### Selection
2.   Semantics: its scope and its metalanguage

Semantics abounds in numerous controversies, which is partly due to the fact that neither the scope of semantics nor its metalanguage are sufficiently precise, and both continue to evoke further controversies. With regard to the scope, the following citation from a reputed semantician aptly expresses the controversy:

“A perennial problem in semantics is the delineation of its subject matter. The term meaning can be used in a variety of ways, and only some of these correspond to the usual understanding of the scope of linguistic or computational semantics. We shall take the scope of semantics to be restricted to the literal interpretations of sentences in a context, ignoring phenomena like irony, metaphor, or conversational implicature.”

(Pulman 1997: 105)

According to some linguists those ignored phenomena fall within the scope of what they call linguistic pragmatics (cf. Leech 1983). This view has been an element of a certain tradition in the approach to describing meaning. The tradition was initiated by Morris (1946), who, inspired by Peirce and Carnap, distinguished between syntax (relations between signs), semantics (relations between signs and their designata) and pragmatics (relations between signs and their users). However, this division was questioned as soon as it was promulgated and has been criticized ever since. The following quotation aptly and representatively expresses the crux of these criticisms: ← 22 | 23 →

“But a complicating factor in these debates is the lack of a clear and accepted criterion among philosophers of language and linguists for what counts as semantic versus what counts as pragmatic. That is, among philosophers of language, there is no stable agreement on the semantics-pragmatics distinction. Furthermore, even among those who agree on terminology, there is disagreement about the scope of semantic content.”

(King – Stanley 2005: 112–113).

There is a similar lack of agreement in matters pertaining to metalanguage, ie. the language used to talk about some other language. The disagreements take place in two major areas. The first one concerns mutual relations between language as an object of description and the metalanguage in which the description is formulated. The second one concerns the notoriously inconsistent terminology employed in various metalanguages.

The first of the two controversies manifests itself in two mutually contradictory claims: 1. Metalanguage is contained in object language. 2. Object language is contained in metalanguage. The first claim is thus elaborated by Ajdukiewicz:

“Język, którym operuje teoria języka i który jako taki, zawsze musi zawierać nazwy wyrażeń badanych, nazywa się zwykle metajęzykiem, język zaś badany nazywa się językiem przedmiotowym. […] warunek skonstruowania adekwatnej teorii prawdy i oznaczania można więc też wyrazić w ten sposób, że logika języka może skonstruować adekwatną definicję prawdy i oznaczania pod tym tylko warunkiem, że metajęzyk, którym logika języka operuje, obejmuje jako swą część język przedmiotowy.”

Items listed in a dataset:
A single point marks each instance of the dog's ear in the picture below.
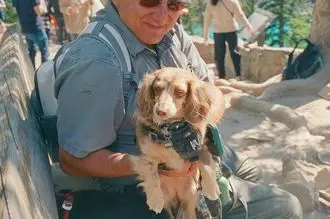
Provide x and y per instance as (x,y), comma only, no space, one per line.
(146,96)
(198,102)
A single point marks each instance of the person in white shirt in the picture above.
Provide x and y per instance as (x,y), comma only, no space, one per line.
(224,15)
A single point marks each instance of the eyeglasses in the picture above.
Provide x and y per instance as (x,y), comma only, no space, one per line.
(174,5)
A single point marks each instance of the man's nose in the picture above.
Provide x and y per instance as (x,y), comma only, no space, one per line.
(161,113)
(161,13)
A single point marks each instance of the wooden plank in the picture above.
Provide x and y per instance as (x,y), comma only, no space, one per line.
(27,189)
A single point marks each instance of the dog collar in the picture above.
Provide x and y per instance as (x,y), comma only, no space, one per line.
(180,136)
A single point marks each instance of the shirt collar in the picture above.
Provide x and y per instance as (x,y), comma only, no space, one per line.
(133,44)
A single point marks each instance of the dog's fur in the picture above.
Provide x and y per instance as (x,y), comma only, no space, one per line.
(165,96)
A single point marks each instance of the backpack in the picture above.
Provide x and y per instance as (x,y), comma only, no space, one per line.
(306,64)
(43,97)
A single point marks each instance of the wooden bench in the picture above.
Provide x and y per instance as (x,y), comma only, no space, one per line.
(27,188)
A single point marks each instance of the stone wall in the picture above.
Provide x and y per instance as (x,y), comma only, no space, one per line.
(257,63)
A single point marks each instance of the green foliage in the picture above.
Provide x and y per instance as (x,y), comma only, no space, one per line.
(293,21)
(248,6)
(193,22)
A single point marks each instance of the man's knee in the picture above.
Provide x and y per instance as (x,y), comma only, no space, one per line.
(241,165)
(249,170)
(290,205)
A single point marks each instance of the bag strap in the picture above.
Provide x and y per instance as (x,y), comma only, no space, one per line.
(232,13)
(296,46)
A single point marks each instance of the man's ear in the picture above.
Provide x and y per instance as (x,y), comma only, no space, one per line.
(198,102)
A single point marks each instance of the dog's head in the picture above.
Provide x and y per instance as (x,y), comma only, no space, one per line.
(173,94)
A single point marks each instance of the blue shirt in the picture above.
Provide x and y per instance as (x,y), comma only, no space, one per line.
(91,109)
(29,20)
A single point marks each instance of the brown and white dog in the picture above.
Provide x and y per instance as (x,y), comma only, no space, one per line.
(166,96)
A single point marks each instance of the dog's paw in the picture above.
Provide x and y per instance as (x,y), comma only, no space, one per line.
(210,189)
(155,201)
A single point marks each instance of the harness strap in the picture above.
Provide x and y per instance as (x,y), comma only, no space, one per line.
(67,204)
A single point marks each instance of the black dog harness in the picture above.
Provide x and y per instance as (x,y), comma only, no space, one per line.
(180,136)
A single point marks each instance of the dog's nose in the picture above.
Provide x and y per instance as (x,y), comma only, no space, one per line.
(161,112)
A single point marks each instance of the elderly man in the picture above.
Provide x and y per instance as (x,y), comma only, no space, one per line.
(95,127)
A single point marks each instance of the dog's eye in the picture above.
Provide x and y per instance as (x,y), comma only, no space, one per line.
(179,92)
(158,89)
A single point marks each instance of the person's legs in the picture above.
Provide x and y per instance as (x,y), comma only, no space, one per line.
(220,53)
(263,202)
(105,205)
(231,39)
(42,42)
(31,39)
(241,165)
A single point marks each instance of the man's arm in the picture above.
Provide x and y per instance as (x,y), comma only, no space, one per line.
(207,22)
(90,111)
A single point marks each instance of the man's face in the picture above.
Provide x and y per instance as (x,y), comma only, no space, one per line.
(149,24)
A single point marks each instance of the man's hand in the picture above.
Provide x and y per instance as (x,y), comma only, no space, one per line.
(206,41)
(188,170)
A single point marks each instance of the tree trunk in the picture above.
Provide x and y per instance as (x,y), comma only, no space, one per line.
(281,25)
(320,31)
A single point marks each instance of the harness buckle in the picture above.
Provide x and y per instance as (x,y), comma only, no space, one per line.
(67,203)
(153,136)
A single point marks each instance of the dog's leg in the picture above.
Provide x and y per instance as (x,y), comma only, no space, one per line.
(174,160)
(147,171)
(170,213)
(187,210)
(208,169)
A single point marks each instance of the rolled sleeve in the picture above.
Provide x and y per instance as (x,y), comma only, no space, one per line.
(198,66)
(90,106)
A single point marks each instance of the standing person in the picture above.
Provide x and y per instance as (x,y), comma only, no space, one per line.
(224,15)
(76,16)
(95,126)
(29,14)
(2,16)
(54,10)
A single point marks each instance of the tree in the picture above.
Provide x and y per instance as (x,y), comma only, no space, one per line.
(248,6)
(320,32)
(193,22)
(293,21)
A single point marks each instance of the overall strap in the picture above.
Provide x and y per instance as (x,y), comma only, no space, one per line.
(113,40)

### Given request 1
Answer these questions from the semantics excerpt:
(a) Which three phenomena does the Pulman quotation set aside?
(b) Who initiated the tradition that split syntax, semantics and pragmatics, and in what year?
(c) How does the semantics excerpt define metalanguage?
### Given request 2
Return the part of the semantics excerpt from "(King – Stanley" to "in various metalanguages.", copied exactly.
### Given request 3
List every reference in the semantics excerpt that gives an author together with a year.

### Exercise result 1
(a) Irony, metaphor, and conversational implicature.
(b) Morris, in 1946.
(c) The language used to talk about some other language.

### Exercise result 2
(King – Stanley 2005: 112–113).

There is a similar lack of agreement in matters pertaining to metalanguage, ie. the language used to talk about some other language. The disagreements take place in two major areas. The first one concerns mutual relations between language as an object of description and the metalanguage in which the description is formulated. The second one concerns the notoriously inconsistent terminology employed in various metalanguages.

### Exercise result 3
Pulman 1997
Leech 1983
Morris 1946
King – Stanley 2005